╭─ RECORD LIST
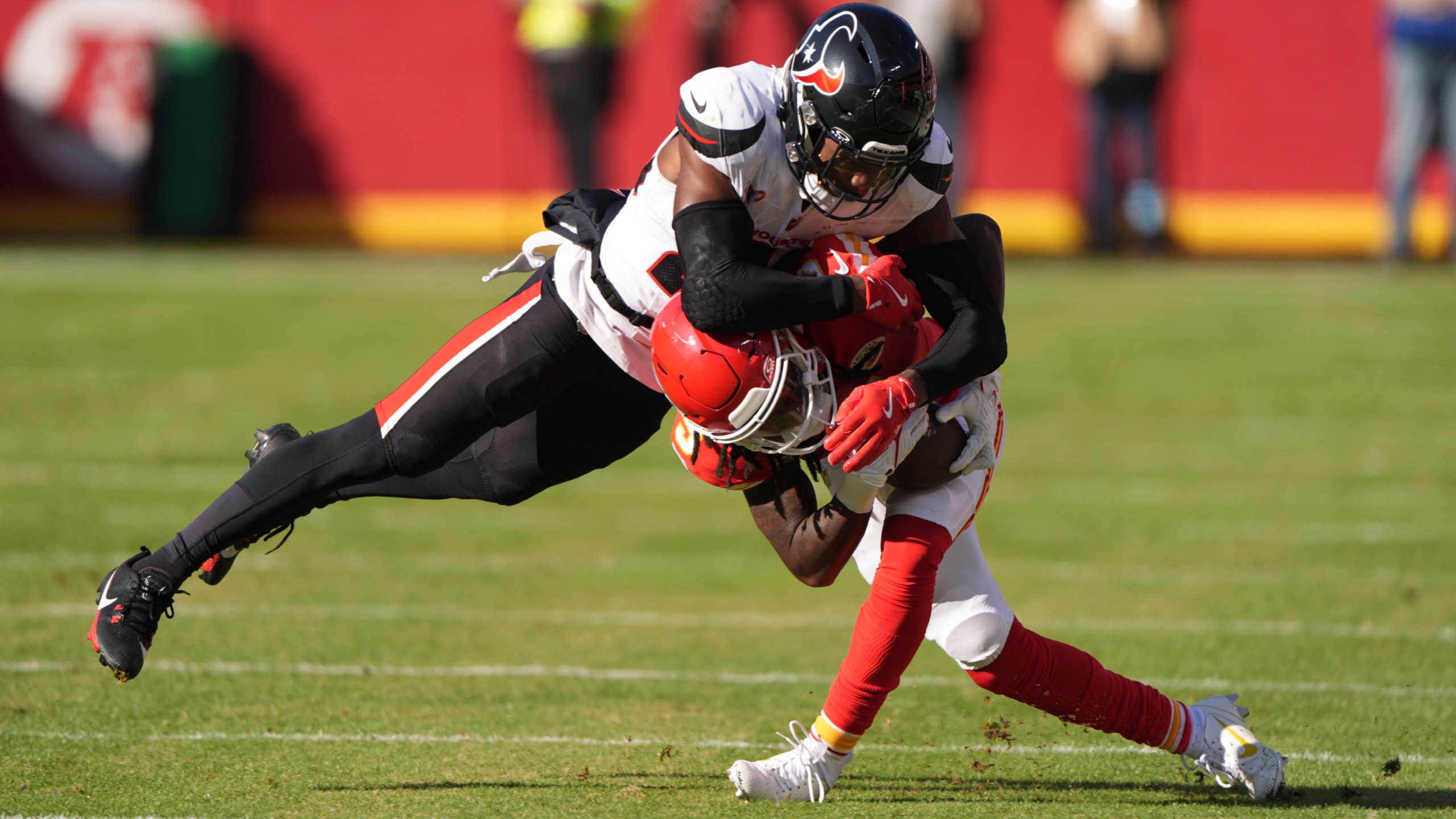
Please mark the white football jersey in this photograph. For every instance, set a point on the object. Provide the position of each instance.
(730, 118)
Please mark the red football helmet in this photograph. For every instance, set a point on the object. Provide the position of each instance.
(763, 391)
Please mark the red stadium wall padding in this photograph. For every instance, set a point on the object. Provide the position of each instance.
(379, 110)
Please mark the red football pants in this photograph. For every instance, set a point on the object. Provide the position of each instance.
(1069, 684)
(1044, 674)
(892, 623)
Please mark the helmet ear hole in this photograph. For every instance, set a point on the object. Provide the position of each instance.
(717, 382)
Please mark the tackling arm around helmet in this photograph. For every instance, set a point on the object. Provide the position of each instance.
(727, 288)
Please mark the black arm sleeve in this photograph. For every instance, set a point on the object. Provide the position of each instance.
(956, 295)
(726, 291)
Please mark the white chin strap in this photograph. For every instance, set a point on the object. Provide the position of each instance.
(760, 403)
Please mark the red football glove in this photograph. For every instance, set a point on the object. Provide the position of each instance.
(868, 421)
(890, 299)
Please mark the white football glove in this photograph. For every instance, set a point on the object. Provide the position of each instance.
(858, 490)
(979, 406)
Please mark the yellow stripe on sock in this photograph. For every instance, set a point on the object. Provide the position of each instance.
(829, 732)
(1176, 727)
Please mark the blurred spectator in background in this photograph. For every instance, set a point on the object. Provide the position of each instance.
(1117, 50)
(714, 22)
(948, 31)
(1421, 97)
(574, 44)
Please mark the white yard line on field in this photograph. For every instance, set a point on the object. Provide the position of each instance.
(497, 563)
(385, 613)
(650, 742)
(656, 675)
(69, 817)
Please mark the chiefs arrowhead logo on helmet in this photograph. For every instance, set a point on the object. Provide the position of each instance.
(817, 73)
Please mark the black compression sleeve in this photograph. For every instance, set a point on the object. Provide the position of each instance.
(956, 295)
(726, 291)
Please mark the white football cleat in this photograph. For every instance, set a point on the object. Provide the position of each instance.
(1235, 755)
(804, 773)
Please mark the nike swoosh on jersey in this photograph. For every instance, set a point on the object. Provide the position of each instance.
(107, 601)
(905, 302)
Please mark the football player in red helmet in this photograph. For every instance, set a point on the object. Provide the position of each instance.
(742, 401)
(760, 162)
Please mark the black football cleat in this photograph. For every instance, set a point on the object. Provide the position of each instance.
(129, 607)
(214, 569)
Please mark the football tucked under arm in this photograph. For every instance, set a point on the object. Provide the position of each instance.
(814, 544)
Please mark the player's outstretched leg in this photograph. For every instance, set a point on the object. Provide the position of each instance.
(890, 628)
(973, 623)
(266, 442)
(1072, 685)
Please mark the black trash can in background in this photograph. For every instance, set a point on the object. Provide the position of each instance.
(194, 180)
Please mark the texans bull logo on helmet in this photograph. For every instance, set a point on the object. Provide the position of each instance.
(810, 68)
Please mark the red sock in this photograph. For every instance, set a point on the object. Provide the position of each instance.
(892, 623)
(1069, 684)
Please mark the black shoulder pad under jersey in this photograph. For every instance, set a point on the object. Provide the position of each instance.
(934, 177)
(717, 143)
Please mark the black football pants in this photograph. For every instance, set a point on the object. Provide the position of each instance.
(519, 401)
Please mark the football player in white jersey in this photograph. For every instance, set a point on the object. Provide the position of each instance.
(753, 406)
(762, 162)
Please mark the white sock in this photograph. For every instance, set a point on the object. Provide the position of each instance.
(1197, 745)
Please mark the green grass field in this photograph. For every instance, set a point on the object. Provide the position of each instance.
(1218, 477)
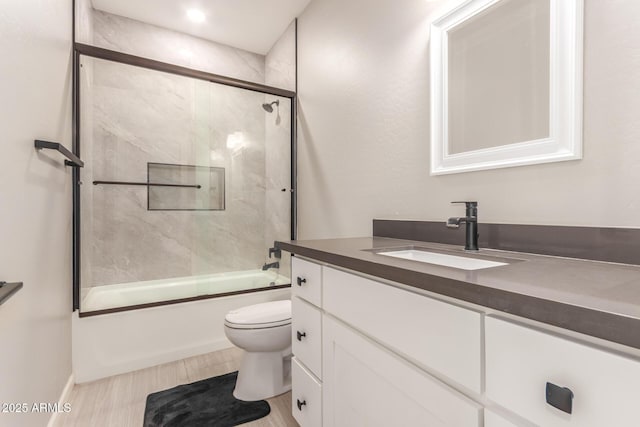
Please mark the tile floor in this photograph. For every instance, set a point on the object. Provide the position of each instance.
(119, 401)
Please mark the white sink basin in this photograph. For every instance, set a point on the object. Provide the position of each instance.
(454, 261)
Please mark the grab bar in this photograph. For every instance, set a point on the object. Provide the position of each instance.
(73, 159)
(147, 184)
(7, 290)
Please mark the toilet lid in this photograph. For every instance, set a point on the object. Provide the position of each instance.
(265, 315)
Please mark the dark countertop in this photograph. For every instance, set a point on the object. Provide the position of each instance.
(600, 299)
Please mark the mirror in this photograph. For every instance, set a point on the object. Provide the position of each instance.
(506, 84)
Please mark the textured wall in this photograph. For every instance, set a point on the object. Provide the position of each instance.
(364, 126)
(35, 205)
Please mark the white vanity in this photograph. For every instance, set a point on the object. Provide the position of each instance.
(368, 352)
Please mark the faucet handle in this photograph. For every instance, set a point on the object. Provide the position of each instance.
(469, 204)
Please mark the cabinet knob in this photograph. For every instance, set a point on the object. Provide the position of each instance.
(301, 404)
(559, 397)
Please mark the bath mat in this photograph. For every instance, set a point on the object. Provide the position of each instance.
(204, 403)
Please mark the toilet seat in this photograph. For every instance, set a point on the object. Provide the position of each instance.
╰─
▸ **YOUR GOAL**: Take the rows from the line containing "Please mark the bath" through the end and write them out again, replacing "bath mat" with "bath rug" and leaving everything else unchanged.

▸ **ANSWER FOR THE TASK**:
Please mark the bath rug in this photograph. For every instance, set a point on the object. Provide the position of each instance.
(204, 403)
Please mark the toilet seat in this photograph. For every instance, set a point on the object. Provide the position of each instance.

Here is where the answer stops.